Every record below must be written out exactly. Leave out the pictures.

** Opening SUPPLIED RECORDS block **

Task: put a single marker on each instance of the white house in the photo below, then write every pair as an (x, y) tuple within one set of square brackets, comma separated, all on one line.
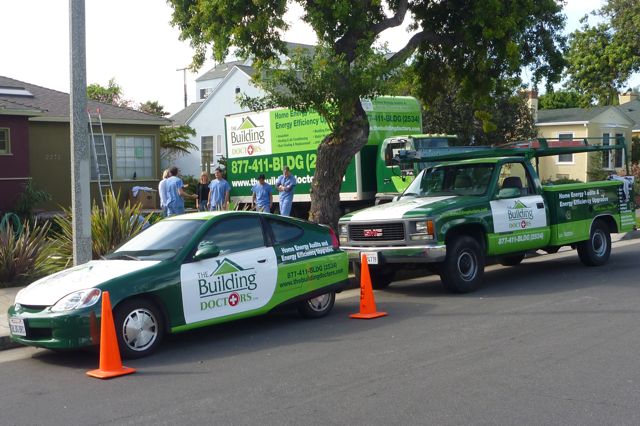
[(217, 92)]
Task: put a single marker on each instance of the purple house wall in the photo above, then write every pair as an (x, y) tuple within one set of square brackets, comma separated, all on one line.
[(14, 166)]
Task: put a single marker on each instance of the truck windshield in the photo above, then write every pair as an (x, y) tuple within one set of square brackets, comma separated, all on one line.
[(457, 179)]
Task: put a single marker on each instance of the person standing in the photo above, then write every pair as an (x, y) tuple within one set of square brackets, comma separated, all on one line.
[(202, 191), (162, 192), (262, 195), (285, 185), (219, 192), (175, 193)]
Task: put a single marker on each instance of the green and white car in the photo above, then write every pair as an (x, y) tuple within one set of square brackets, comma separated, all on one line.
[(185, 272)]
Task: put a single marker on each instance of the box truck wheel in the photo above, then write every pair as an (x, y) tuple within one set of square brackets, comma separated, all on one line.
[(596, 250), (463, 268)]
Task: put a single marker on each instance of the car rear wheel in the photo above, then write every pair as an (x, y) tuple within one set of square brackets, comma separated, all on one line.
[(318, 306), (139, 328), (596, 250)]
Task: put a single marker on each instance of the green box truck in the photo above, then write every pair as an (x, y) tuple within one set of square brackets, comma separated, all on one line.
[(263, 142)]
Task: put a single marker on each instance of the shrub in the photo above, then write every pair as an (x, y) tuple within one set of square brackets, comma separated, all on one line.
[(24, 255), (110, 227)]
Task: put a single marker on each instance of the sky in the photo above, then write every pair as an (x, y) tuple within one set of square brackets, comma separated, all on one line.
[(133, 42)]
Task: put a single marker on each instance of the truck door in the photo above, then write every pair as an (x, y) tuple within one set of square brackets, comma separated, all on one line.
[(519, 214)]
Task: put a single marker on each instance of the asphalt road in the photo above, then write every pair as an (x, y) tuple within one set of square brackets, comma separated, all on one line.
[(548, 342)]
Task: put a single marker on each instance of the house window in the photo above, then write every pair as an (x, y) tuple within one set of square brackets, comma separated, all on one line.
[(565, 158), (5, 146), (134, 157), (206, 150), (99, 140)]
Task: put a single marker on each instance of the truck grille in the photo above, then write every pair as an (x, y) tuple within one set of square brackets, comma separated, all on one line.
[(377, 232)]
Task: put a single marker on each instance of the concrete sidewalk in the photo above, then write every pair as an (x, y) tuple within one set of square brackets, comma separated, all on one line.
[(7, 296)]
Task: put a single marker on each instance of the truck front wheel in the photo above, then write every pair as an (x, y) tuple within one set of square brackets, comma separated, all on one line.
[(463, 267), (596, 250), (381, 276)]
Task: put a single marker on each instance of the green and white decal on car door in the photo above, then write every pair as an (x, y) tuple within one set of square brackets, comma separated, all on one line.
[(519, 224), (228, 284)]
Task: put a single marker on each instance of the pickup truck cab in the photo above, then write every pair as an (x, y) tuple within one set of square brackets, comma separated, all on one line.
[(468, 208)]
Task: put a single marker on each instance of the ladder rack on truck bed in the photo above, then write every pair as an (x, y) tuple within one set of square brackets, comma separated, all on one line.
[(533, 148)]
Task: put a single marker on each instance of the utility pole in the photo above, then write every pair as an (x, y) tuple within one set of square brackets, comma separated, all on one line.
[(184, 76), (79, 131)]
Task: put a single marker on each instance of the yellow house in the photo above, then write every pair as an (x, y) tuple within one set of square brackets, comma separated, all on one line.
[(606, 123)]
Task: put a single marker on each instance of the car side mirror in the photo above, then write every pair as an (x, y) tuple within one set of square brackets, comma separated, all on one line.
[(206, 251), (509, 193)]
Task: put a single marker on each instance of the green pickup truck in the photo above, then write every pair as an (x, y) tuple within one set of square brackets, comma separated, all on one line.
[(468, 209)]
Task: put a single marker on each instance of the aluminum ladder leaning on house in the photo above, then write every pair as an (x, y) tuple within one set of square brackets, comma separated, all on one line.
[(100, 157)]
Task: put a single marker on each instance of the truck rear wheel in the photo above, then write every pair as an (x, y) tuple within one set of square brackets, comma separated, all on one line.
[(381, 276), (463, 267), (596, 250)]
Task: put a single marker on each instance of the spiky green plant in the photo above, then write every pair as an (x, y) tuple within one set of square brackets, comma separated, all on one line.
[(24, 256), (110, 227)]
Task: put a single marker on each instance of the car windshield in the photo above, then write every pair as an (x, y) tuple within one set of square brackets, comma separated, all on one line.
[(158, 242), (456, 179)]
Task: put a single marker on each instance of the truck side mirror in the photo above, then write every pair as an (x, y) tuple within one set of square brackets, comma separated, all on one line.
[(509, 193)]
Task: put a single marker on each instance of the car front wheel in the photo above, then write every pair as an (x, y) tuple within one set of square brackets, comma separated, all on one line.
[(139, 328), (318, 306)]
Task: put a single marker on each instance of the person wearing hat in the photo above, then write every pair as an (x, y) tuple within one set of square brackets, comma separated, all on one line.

** Closing SUPPLIED RECORDS block **

- ANSWER TO THIS TASK
Task: put a single marker on each instance of the white house in the photo below, then write every pair as an (x, y) tuple within one set of square brackets, comma separated, all on one line.
[(217, 92)]
Task: put a single marker on each instance of the purple house wall in the photo above, then write every pair as an (x, y) tuple within one set of square brackets, comma separated, all on one line.
[(14, 166)]
Task: put a single marker on each instance of the truck windshield in the photo above, then write every pair as an (x, y) tuple within one set of square brackets, comma separated, all on one line.
[(457, 179)]
Task: put a single marker on each instance of the person standing in the photo above, then write every pair as an (x, y) tuple within one set of square brackets, comma separated, all on one line.
[(202, 191), (162, 192), (262, 195), (285, 185), (219, 192), (175, 193)]
Task: put a single marker on each instance of the green and white car in the photo above, then write every pair as an (x, y) tuple within one set of square brackets, comma separated, all on one line.
[(185, 272)]
Task: put a single marker on each instance of the box truck wheel in the photo above, then write every pair as an (x, y) tuple within one set of square brackets, comma separated, all on one line.
[(596, 250), (463, 268)]
Task: put a single marker on each instance of the car rear wheel in the photo above, then write every pair as an (x, y) tuple within one set of square brackets, comma separated, all on one line.
[(318, 306), (139, 328), (596, 250)]
Task: put a single marker on each instance of the green box truck in the photo above, then write every pair as an (x, y) tuple within one set of square brackets, comma separated, all on one line.
[(263, 142)]
Task: put a single marker on each instance of the shrub in the photo above, then write every pair as an (x, y) tuple within one set of square brackets, comma separated, all on one line.
[(24, 255), (110, 227)]
Task: put a single marker on each instance of the sky in the photo above, then write every pair as an (x, y) tuple within one set of square brackets, comma separated, all on one line.
[(133, 42)]
Task: put a single marker on each instance of the truck door in the photo above, then write every pair as an (x, y) tuple within one set of square brackets, comma separated, all on one line.
[(519, 214)]
Task: put a single marker on each instance of the asphalt road in the photo above, then write every pair as an (x, y) tuple within one set of square brackets, comma separated, all on one line.
[(548, 342)]
Task: put a single marker on each instance of the house window in the photo above, then write every pair as an (x, y) tuple within one set of square brackets, comma separated, all on one line.
[(565, 158), (5, 146), (134, 157), (206, 150), (99, 140)]
Task: put a single marker on each instance of the truck grille in the photo above, then write every pair as an (x, y) tuple within one set of square brackets, comma separated, all on one line.
[(377, 232)]
Task: put a single marker on each instance of the concrete sidewalk in the photo above, then write every pair as an (x, y) tuple within one set of square brackets, comma separated, all on one line.
[(7, 296)]
Task: put a single marker on each instance of the truck front wheel in the photo above, then write every pair as an (x, y) tuple within one set of square brackets, comma separated, all on one line.
[(463, 267), (596, 250), (381, 276)]
Task: put a single marker on each instance of the green and white decal on car door in the photo above, then write every pair as an (x, y) tuple within one set of square brackets, comma separated, all on one line.
[(519, 224), (228, 284)]
Task: put a single marker on each instance of the pickup truck cab in the photo above, then write every pair as an (x, y) tuple within one set of square brackets, comma separated, all on one line.
[(468, 208)]
Task: put a single marker on each instance of the ladder rack on truck bed in the photo above, then write every pair as an (x, y) tuple within one set of square brackets, comma separated, all on one line.
[(533, 148)]
Task: put a single marker on each instance of the utility pole in the photo above, then write every pair as an (x, y) tuple within one set of square brackets, comma separated, all on one line.
[(184, 76), (79, 131)]
Task: put a single marker on each instance of the yellow house in the photo above, then write every pair as an (x, y) tuple within one set of square brackets, comma separated, all on one line.
[(606, 123)]
Task: put a single marker on each instance of the car side mirror in the photo above, then write every pair as an (x, y) tuple within one set of square brackets, comma separated, all on one line.
[(206, 251), (509, 193)]
Task: put a single marker on each instance of the green pickup truck in the photo above, then write every pair as an (x, y) tuple within one set of square brackets, comma separated, all on one line.
[(468, 209)]
Task: put a single marker on each instance of the aluminum ladder leaning on house in the photo above, then write every pair as an (x, y) tuple within one set of square brackets, comma separated, all on one line.
[(100, 157)]
Task: put a single marker on each instance of the truck rear wheel in the photo above, then write every pair as an (x, y) tuple within one set of square brackets, comma separated, all on one line.
[(381, 276), (463, 267), (596, 250)]
Task: put a single marker on each instance of the spiky green plant in the photo above, then write every pair as an (x, y) tuple within one set of square brackets, comma separated, all on one line.
[(24, 256), (110, 227)]
Task: put a single marker on each instance of the car windshield in the photo above, then write every pair as an (x, y) tuple within one set of square brackets, comma separated, all on one line.
[(158, 242), (456, 179)]
Task: put a single marker on each instance of the truck side mirror in the photo above, then write every pair as an (x, y) tuple within one set of square brackets, comma separated, all on one line.
[(509, 193)]
Task: put a single marker on each instance of the car front wheel in the photo above, then write every pair as an (x, y) tuple within one set of square brackets, comma separated, all on one line.
[(139, 328), (318, 306)]
Task: put a single marker on each instance of the person wearing hat in the photo above, then write every pair as an (x, y) tuple within one set of square brackets, comma separated, all on one line.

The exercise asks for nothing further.